[Object location annotation data]

= = = = = = =

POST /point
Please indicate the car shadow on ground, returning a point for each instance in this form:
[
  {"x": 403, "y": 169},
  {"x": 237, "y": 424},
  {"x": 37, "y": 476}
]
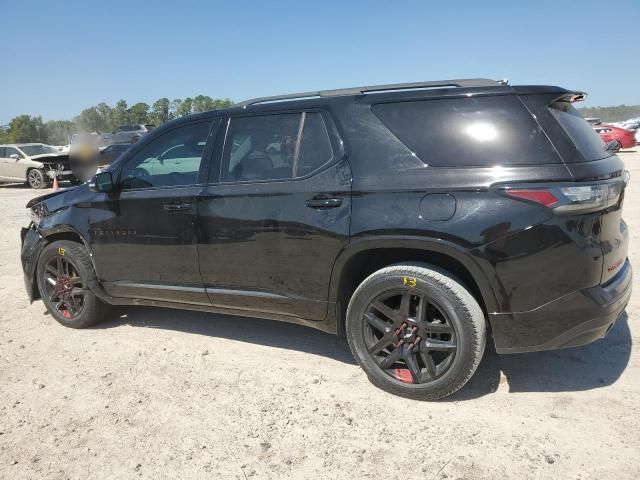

= = = = = = =

- _What is required_
Copy the lines above word for word, leaving out the picture.

- _Exercise solution_
POST /point
Please indicate the car shadow on ground, returning a point for each instance in this form:
[
  {"x": 403, "y": 169},
  {"x": 237, "y": 424},
  {"x": 37, "y": 476}
]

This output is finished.